§ Document excerpt:
START

According to NBC News, disco is dead. That’s not entirely true as different genres of music have taken up the slack by utilizing bits and pieces of the once thriving culture, implementing them into their own styles. The same goes the way of disco ball production here in the United States. A once prominent industry four decades ago, Omega National Products, the Louisville company used to pump out 25 disco balls a day with 25 employees at the helm. Now, only one lone soul keeps this once thriving business alive here in the United States. Yolanda Baker, 69, assembles half a dozen per week at $125 a pop for a 12-inch ball, struggling to keep up with the outsourced industry where you can buy one produced in China for about $25 on Amazon.

“They don’t give off the light like ours do,” Baker said. “It’s not a ball that’s going to last.”

Debuted during the spring, an 11-foot, 2,300-pound, $50,000 glass-covered globe was made for display in Louisville where the product was patented back in 1917. Making it the largest disco ball in Kentucky, their loyal and observant residents are moved by the sentiment and want to build an even larger reminder of a time where disco balls reigned supreme with original designs putting the current record holder (England’s Isle of Wight) to shame with a massive seven story display. Following the post disco days, Omega has built the reflective orbs for Beyonce, Kid Rock, Shakira and Madonna which is quite the feat.

END

§ To be done:
**A)** Reproduce word for word the part of the disco ball excerpt from "Debuted during the" to "quite the feat.".
**B)** Transcribe the rows from the line with "the mountain ridge" to the line with "column 101, row 226", including both of those lines.
The disco ball excerpt and the rows that come after it are unrelated material.

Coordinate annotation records
START

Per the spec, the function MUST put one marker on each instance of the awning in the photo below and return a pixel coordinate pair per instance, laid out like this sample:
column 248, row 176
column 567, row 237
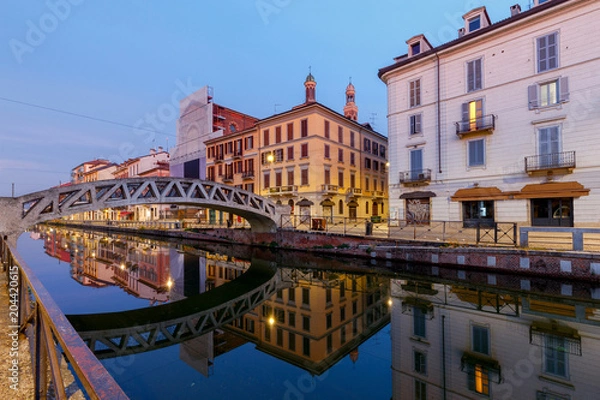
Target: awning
column 552, row 189
column 480, row 193
column 304, row 203
column 417, row 195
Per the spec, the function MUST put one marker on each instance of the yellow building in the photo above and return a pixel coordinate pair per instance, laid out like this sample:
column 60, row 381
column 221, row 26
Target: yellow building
column 319, row 162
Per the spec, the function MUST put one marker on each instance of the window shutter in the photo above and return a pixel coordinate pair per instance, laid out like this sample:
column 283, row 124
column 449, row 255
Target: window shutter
column 563, row 87
column 533, row 97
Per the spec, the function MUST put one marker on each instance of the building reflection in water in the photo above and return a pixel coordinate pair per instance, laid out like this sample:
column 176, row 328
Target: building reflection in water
column 468, row 340
column 316, row 320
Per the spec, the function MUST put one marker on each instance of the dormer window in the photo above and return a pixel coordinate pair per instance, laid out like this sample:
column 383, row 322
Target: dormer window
column 415, row 48
column 474, row 23
column 417, row 45
column 476, row 19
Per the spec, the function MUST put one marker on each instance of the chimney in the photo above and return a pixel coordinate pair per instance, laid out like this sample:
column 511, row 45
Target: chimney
column 515, row 10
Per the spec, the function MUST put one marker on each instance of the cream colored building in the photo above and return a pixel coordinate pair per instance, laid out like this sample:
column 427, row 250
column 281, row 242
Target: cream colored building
column 319, row 162
column 499, row 125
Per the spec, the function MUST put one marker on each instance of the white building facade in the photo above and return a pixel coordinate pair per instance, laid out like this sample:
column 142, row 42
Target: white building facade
column 500, row 124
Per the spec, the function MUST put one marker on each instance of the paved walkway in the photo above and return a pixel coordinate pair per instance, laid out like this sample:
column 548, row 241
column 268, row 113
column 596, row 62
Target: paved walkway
column 25, row 388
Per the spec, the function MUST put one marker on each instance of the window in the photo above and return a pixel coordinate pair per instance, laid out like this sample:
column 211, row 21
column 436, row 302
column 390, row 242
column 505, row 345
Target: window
column 420, row 362
column 415, row 124
column 549, row 93
column 547, row 52
column 474, row 75
column 481, row 339
column 415, row 48
column 555, row 358
column 474, row 23
column 304, row 150
column 420, row 390
column 415, row 93
column 418, row 322
column 306, row 323
column 304, row 128
column 478, row 379
column 304, row 176
column 476, row 153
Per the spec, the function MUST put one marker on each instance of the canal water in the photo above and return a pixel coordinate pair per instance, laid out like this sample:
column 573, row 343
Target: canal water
column 179, row 320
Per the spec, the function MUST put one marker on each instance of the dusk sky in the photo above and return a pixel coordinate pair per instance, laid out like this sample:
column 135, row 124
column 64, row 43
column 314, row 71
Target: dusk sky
column 129, row 62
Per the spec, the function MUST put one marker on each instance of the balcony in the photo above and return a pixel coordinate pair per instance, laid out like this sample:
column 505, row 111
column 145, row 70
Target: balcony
column 550, row 163
column 248, row 174
column 354, row 192
column 326, row 189
column 284, row 190
column 227, row 178
column 485, row 124
column 415, row 177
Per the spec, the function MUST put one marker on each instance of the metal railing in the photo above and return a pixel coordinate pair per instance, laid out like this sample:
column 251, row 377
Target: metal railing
column 53, row 341
column 543, row 162
column 487, row 122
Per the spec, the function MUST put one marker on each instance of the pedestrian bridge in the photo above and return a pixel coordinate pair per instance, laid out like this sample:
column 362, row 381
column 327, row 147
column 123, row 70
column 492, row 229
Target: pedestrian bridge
column 19, row 213
column 116, row 334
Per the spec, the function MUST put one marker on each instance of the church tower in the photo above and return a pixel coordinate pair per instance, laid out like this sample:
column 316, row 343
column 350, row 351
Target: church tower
column 350, row 109
column 310, row 84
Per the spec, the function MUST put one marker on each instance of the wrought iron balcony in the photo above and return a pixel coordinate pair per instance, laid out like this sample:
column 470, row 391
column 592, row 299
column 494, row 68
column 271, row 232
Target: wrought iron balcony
column 415, row 177
column 476, row 125
column 289, row 189
column 550, row 162
column 329, row 188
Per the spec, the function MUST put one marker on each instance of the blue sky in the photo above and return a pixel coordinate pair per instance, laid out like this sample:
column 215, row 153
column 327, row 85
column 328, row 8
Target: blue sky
column 131, row 61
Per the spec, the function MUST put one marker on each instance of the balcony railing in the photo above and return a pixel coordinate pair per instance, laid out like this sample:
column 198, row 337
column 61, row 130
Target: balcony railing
column 289, row 189
column 485, row 123
column 554, row 161
column 417, row 176
column 354, row 191
column 248, row 175
column 329, row 188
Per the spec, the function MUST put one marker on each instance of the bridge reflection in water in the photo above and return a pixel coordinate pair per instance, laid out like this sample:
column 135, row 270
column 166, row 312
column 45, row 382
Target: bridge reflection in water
column 453, row 333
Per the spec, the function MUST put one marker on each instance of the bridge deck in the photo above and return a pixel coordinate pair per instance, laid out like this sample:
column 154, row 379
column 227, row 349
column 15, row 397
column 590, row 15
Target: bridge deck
column 26, row 385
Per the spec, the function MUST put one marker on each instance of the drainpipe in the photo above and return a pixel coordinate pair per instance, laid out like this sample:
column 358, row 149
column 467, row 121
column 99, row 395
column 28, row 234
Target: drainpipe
column 439, row 113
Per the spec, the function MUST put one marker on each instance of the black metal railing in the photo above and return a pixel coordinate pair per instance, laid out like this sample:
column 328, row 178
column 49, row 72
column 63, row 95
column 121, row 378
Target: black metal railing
column 487, row 122
column 543, row 162
column 53, row 340
column 415, row 176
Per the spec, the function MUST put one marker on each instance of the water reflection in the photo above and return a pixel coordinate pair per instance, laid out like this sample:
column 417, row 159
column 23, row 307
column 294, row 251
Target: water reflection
column 454, row 334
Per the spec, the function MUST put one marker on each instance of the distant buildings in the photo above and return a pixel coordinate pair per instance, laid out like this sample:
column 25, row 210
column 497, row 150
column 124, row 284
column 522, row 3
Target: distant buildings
column 499, row 125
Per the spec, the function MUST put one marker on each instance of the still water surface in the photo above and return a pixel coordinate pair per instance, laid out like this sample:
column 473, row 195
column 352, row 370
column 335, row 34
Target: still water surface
column 175, row 320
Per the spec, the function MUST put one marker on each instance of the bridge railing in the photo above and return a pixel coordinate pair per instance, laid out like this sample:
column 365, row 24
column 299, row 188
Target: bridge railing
column 56, row 348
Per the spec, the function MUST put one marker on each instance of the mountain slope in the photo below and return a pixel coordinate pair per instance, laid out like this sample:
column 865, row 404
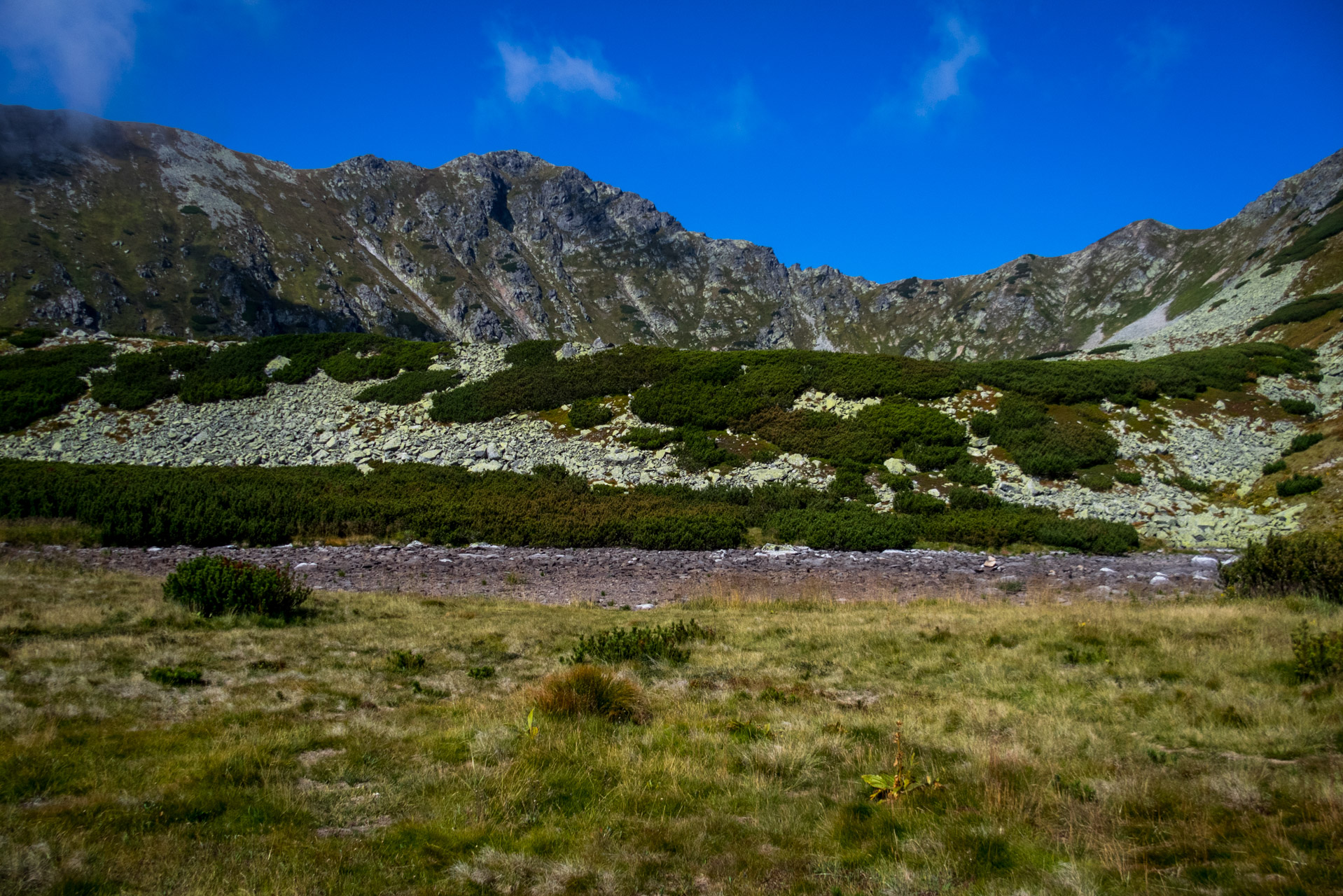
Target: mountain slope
column 139, row 229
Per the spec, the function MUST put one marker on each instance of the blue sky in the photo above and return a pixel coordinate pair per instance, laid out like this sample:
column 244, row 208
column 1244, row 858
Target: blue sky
column 885, row 140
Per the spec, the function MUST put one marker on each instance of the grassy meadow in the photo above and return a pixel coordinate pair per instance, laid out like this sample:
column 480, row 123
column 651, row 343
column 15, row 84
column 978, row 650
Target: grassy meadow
column 382, row 745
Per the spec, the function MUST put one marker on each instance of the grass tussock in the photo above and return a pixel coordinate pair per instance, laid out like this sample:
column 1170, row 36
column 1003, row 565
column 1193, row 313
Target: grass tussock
column 591, row 691
column 1080, row 747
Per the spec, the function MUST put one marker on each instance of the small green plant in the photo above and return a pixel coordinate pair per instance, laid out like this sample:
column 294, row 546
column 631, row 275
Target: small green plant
column 589, row 414
column 1302, row 442
column 215, row 586
column 1299, row 485
column 1297, row 406
column 175, row 676
column 622, row 645
column 901, row 780
column 1309, row 564
column 405, row 662
column 1319, row 654
column 590, row 691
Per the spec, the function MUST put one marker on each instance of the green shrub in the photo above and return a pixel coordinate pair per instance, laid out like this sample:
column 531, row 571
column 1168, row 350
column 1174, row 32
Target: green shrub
column 39, row 382
column 587, row 691
column 1300, row 311
column 853, row 527
column 1299, row 485
column 1092, row 536
column 961, row 498
column 1097, row 480
column 175, row 676
column 1043, row 447
column 1307, row 564
column 214, row 586
column 966, row 472
column 1303, row 442
column 1297, row 406
column 895, row 481
column 1319, row 654
column 410, row 387
column 851, row 482
column 589, row 414
column 665, row 644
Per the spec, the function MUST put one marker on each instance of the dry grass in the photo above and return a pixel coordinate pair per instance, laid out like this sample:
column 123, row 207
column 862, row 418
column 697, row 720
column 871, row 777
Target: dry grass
column 1085, row 747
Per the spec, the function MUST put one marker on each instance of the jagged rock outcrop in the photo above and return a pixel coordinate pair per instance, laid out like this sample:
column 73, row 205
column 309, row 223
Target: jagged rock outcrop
column 144, row 229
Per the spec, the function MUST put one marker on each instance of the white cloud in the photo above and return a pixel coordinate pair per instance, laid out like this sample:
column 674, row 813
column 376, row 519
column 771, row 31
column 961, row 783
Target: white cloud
column 82, row 45
column 942, row 80
column 524, row 73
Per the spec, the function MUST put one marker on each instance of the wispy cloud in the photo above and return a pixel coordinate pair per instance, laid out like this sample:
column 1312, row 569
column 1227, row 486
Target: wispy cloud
column 1155, row 51
column 81, row 45
column 942, row 78
column 525, row 74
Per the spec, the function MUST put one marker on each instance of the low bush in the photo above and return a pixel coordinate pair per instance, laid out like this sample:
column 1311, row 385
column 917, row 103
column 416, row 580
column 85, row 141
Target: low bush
column 961, row 498
column 1043, row 447
column 215, row 586
column 175, row 676
column 1309, row 564
column 1319, row 654
column 1303, row 442
column 589, row 414
column 410, row 387
column 966, row 472
column 1297, row 406
column 41, row 382
column 895, row 481
column 589, row 691
column 667, row 644
column 1299, row 485
column 1300, row 311
column 141, row 379
column 1092, row 536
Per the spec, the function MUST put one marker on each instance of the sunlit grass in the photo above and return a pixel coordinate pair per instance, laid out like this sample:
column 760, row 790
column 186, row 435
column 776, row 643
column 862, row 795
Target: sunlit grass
column 1084, row 747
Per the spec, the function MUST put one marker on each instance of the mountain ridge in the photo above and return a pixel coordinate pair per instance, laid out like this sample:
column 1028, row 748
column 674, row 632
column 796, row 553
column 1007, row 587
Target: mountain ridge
column 101, row 226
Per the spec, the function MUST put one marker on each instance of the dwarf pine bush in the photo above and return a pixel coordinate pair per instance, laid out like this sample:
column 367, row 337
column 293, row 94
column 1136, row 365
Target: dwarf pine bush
column 1309, row 564
column 215, row 586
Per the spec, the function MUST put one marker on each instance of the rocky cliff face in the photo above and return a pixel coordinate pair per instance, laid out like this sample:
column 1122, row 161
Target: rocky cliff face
column 139, row 229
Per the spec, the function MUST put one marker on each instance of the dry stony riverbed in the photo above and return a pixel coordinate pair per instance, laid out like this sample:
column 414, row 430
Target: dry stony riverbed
column 643, row 580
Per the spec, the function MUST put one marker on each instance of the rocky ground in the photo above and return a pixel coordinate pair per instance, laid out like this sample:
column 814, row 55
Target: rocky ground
column 642, row 580
column 1223, row 438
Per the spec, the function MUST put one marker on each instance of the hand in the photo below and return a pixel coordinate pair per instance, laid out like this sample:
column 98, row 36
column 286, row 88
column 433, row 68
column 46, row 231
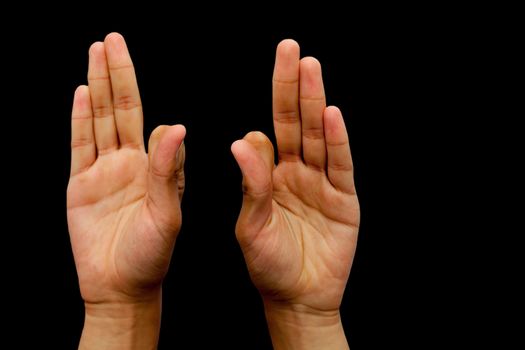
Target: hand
column 299, row 220
column 123, row 205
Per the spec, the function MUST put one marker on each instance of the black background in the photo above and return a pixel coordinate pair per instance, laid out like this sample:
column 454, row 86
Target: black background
column 387, row 76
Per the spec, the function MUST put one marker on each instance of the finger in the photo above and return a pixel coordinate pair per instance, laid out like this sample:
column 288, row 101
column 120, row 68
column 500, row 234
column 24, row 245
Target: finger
column 286, row 117
column 166, row 168
column 83, row 152
column 340, row 167
column 257, row 187
column 263, row 146
column 126, row 97
column 101, row 99
column 313, row 103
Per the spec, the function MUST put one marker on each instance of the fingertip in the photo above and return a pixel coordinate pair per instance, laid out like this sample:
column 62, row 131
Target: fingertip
column 96, row 47
column 255, row 136
column 311, row 63
column 81, row 97
column 180, row 130
column 80, row 89
column 113, row 37
column 288, row 46
column 236, row 147
column 333, row 112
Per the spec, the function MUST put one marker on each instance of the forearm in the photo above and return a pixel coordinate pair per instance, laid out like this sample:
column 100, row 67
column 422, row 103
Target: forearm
column 122, row 325
column 296, row 327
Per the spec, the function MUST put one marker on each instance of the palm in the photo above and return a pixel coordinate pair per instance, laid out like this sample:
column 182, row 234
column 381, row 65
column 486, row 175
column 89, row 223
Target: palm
column 122, row 236
column 299, row 247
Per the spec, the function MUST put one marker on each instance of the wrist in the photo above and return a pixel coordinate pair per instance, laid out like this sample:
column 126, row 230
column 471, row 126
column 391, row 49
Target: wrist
column 130, row 324
column 297, row 326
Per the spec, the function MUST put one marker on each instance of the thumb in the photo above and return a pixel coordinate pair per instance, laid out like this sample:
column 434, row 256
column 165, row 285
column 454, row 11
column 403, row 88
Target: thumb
column 254, row 154
column 166, row 169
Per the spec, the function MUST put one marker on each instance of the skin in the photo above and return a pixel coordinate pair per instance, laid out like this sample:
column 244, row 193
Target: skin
column 297, row 227
column 123, row 204
column 299, row 220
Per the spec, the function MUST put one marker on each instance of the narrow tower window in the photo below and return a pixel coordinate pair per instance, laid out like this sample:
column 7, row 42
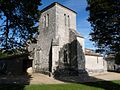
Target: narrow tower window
column 44, row 21
column 68, row 21
column 65, row 19
column 47, row 20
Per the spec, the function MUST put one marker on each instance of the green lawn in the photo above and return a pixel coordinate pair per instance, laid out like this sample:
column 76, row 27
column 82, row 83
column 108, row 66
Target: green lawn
column 102, row 85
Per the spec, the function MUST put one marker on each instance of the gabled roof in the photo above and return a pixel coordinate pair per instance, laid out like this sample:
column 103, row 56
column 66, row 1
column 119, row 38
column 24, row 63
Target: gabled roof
column 56, row 3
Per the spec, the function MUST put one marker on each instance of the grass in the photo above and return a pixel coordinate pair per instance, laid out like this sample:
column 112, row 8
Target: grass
column 101, row 85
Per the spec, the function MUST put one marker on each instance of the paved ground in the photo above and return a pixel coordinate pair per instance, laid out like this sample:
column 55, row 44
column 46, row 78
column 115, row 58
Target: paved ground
column 44, row 79
column 109, row 76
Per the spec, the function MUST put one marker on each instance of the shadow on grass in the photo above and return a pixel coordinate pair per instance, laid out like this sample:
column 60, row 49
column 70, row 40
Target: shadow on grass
column 14, row 82
column 12, row 87
column 87, row 80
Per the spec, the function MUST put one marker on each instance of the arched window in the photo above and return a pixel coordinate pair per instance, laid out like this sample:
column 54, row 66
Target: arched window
column 47, row 20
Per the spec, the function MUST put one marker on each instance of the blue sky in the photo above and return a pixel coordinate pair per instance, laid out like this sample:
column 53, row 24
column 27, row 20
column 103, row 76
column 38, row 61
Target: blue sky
column 83, row 26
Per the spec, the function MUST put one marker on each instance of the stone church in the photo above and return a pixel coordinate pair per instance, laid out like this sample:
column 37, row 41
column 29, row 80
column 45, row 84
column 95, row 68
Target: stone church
column 59, row 48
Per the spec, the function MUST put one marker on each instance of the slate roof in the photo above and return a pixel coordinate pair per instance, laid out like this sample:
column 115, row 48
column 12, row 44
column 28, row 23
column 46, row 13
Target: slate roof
column 55, row 3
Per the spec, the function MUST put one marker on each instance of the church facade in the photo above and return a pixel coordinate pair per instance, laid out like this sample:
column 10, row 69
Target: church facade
column 59, row 46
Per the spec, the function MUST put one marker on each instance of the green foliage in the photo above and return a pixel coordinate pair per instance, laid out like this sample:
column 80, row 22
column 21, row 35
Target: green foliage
column 105, row 21
column 18, row 20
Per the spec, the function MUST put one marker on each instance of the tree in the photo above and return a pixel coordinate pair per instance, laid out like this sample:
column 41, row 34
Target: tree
column 18, row 20
column 104, row 16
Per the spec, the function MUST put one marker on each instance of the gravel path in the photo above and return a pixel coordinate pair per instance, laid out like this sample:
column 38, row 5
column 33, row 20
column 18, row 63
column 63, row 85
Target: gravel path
column 38, row 78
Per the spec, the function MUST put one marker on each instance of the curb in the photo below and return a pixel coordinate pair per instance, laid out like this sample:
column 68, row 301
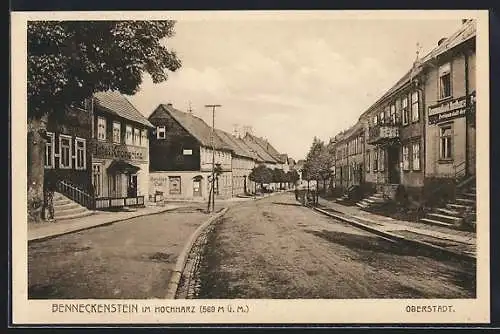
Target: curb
column 55, row 235
column 397, row 237
column 173, row 283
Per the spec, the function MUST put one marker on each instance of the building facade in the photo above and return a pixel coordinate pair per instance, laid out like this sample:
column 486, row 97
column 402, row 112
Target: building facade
column 181, row 157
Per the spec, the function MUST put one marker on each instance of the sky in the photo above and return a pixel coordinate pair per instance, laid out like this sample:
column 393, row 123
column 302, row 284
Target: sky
column 289, row 80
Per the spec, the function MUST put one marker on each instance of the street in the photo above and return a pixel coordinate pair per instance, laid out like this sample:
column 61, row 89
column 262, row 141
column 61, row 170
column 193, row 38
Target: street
column 274, row 248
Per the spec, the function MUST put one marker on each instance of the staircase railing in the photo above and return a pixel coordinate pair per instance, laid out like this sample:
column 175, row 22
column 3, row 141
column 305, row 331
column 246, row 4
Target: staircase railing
column 74, row 193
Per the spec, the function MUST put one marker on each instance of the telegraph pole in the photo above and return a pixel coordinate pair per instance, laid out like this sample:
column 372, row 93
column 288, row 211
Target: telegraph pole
column 213, row 106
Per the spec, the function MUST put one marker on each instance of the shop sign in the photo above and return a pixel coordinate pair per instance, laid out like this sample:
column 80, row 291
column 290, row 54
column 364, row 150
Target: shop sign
column 450, row 109
column 113, row 151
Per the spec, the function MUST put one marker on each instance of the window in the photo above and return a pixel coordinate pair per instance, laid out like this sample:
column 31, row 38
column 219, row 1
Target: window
column 174, row 185
column 65, row 158
column 381, row 117
column 414, row 107
column 161, row 132
column 137, row 137
column 128, row 135
column 368, row 161
column 81, row 159
column 406, row 158
column 393, row 114
column 97, row 179
column 116, row 132
column 415, row 149
column 101, row 128
column 404, row 110
column 144, row 139
column 444, row 81
column 49, row 150
column 381, row 160
column 445, row 142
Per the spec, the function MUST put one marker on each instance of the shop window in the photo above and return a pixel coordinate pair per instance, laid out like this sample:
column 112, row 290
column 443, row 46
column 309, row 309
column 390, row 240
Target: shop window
column 65, row 157
column 174, row 185
column 161, row 132
column 445, row 81
column 406, row 157
column 101, row 128
column 415, row 149
column 97, row 179
column 137, row 137
column 49, row 150
column 414, row 107
column 81, row 158
column 368, row 161
column 144, row 139
column 116, row 132
column 445, row 142
column 128, row 135
column 404, row 110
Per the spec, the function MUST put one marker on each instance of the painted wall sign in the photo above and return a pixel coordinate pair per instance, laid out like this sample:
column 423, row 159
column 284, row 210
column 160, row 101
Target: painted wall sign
column 450, row 109
column 112, row 151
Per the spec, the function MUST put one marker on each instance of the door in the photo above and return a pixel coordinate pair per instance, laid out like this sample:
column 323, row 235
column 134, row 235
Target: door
column 393, row 164
column 132, row 185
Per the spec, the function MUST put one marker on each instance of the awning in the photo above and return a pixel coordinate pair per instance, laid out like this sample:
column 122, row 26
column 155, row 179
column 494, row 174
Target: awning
column 120, row 166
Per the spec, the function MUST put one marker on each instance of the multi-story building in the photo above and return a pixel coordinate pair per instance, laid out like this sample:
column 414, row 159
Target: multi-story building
column 242, row 163
column 182, row 156
column 419, row 137
column 99, row 150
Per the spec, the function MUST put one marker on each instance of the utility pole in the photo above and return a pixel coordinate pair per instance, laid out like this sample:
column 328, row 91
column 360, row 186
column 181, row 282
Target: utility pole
column 213, row 106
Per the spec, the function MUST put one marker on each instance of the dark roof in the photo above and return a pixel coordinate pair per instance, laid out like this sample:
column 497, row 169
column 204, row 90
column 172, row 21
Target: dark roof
column 232, row 142
column 117, row 104
column 263, row 155
column 194, row 125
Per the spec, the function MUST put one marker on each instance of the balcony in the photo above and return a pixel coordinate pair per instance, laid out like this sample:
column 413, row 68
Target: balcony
column 382, row 133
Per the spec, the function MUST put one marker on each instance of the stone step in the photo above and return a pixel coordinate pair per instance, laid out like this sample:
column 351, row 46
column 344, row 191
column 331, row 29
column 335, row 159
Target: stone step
column 466, row 201
column 449, row 212
column 74, row 215
column 435, row 222
column 444, row 218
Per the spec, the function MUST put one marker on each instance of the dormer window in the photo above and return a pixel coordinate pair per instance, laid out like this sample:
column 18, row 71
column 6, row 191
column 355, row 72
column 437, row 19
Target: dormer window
column 161, row 132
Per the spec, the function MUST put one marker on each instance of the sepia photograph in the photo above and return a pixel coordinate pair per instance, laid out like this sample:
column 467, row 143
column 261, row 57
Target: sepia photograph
column 223, row 167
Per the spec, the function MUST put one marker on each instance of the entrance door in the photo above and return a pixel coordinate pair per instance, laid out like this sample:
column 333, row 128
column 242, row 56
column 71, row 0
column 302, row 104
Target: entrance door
column 393, row 164
column 132, row 185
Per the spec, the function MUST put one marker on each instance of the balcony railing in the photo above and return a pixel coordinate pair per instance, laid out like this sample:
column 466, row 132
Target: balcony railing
column 382, row 132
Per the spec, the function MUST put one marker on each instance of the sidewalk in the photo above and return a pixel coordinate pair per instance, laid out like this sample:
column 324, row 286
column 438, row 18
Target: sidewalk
column 462, row 242
column 47, row 230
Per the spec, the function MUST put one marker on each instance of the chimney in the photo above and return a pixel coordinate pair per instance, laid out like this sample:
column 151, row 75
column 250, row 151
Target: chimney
column 441, row 41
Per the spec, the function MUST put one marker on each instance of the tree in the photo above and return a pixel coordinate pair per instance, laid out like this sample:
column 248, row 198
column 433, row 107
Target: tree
column 261, row 174
column 68, row 61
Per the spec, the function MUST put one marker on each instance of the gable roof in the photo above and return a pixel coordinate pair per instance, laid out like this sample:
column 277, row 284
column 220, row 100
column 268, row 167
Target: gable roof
column 194, row 125
column 232, row 142
column 263, row 155
column 117, row 104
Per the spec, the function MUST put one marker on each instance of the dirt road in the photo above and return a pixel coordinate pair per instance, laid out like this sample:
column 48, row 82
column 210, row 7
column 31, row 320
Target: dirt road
column 274, row 248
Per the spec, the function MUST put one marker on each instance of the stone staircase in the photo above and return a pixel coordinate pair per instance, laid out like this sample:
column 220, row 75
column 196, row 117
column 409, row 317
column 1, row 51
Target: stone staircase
column 65, row 208
column 372, row 201
column 453, row 213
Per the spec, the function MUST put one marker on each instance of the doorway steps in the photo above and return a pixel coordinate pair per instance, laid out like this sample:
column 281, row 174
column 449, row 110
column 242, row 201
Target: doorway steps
column 454, row 213
column 65, row 208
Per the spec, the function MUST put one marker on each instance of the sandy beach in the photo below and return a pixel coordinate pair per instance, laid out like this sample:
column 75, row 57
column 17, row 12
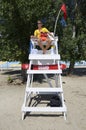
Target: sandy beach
column 12, row 96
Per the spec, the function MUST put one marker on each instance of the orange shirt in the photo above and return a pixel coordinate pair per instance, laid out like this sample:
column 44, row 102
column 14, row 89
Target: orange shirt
column 39, row 33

END

§ Task-by-task results:
**A)**
Debuted during the spring, an 11-foot, 2,300-pound, $50,000 glass-covered globe was made for display in Louisville where the product was patented back in 1917. Making it the largest disco ball in Kentucky, their loyal and observant residents are moved by the sentiment and want to build an even larger reminder of a time where disco balls reigned supreme with original designs putting the current record holder (England’s Isle of Wight) to shame with a massive seven story display. Following the post disco days, Omega has built the reflective orbs for Beyonce, Kid Rock, Shakira and Madonna which is quite the feat.

**B)**
Per the spec, the function MUST put one marker on each instance of the mountain ridge in the photo above and return a pixel coordinate pair per instance, laid out like this sample:
column 1028, row 748
column 674, row 632
column 796, row 553
column 1007, row 587
Target: mountain ridge
column 101, row 226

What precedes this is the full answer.